SUPPLIED PASSAGE:
+---+

Short-patch co-repair frequencies are consistent with NER tracts.

(A) Schematic of the rosy locus used to recover tracts of hDNA. Boxes represent exons and filled regions denote coding sequences. Locations of mutants are indicated on the schematics and shown on the scale bar as colored diamonds. Markers used to map hDNA tracts are shown as lollipops on the scale bar (distances in base pairs, bp). See Materials and Methods for details. (B) Percentage of adjacent markers that are co-repaired and not co-repaired for different distances. Bars show the percentage in each class (gray, co-repaired; black, not co-repaired) for different ranges of distance between markers. The dotted line represents the expected frequency of co-repair if adjacent markers are repaired independently. The shortest distance class is within the range of NER excision tract size. (C) Frequency of repair of different mismatches in Msh6 and Xpc; Msh6 mutants. Bars represent percentage of each mismatch type that were repaired (gray) or unrepaired (black). Since DSBs likely occur at different, unknown sites, we cannot tell which of two possible mismatches was in the hDNA of the intermediate (though this can be inferred for trans hDNA in Xpc; Msh6 mutants). Msh6 data in (B) and (C) are from Radford et al. (2007b). NCOs that had full gene conversion with no unrepaired sites were not included, since these might arise through other mechanisms (see Figure S1); however, including these tracts did not change the outcome in either case. ***, P<0.0001; n.s., P>0.05 (two-sided Fisher's exact test).

+---+

Region pointing data:
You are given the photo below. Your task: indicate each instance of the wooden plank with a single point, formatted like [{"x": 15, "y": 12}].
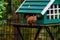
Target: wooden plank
[{"x": 34, "y": 25}]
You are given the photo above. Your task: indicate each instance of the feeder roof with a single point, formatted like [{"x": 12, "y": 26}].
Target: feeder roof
[{"x": 33, "y": 6}]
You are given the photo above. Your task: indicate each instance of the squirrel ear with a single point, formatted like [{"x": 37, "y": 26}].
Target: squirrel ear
[{"x": 40, "y": 16}]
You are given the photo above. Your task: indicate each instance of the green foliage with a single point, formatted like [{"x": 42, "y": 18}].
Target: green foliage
[{"x": 2, "y": 9}]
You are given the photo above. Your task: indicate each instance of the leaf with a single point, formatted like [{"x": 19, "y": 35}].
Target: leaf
[{"x": 0, "y": 16}]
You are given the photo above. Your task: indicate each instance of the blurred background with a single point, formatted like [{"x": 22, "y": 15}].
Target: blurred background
[{"x": 8, "y": 16}]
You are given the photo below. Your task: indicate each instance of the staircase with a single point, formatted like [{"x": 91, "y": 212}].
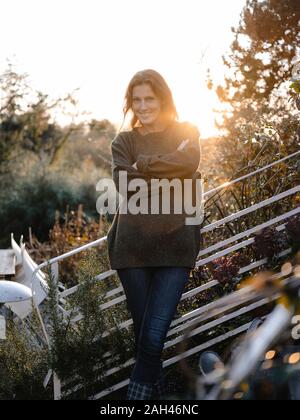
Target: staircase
[{"x": 204, "y": 318}]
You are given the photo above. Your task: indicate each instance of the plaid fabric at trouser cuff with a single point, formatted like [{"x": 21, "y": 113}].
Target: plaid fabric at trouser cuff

+---+

ASSIGNMENT 1: In the figure legend on short-patch co-repair, what does the dotted line in panel (B) represent?
ASSIGNMENT 2: Condense the paragraph of the figure legend on short-patch co-repair that begins "(A) Schematic of the rosy locus" into a bulleted list that keeps its main facts.
You will not need the records for any of this work.

WRITTEN ANSWER 1: It represents the expected frequency of co-repair if adjacent markers are repaired independently.

WRITTEN ANSWER 2:
- (A) shows the rosy locus used to recover hDNA tracts. Boxes are exons and filled regions are coding sequences. Mutant locations appear as colored diamonds on the scale bar. Markers used to map hDNA tracts appear as lollipops, with distances in bp.
- (B) gives the percentage of adjacent markers that are co-repaired (gray) or not co-repaired (black) for different distance ranges. The dotted line marks the expected co-repair frequency if markers are repaired independently. The shortest distance class falls within the range of NER excision tract size.
- (C) gives the percentage of each mismatch type repaired (gray) or unrepaired (black) in Msh6 and Xpc; Msh6 mutants. Because DSB sites are likely different and unknown, it cannot be told which of two possible mismatches was in the hDNA. This can be inferred for trans hDNA in Xpc; Msh6 mutants.
- The Msh6 data in (B) and (C) come from Radford et al. (2007b).
- NCOs with full gene conversion and no unrepaired sites were excluded, since they might arise through other mechanisms. Including them did not change the outcome in either case.
- Significance was tested with a two-sided Fisher's exact test: *** means P<0.0001, and n.s. means P>0.05.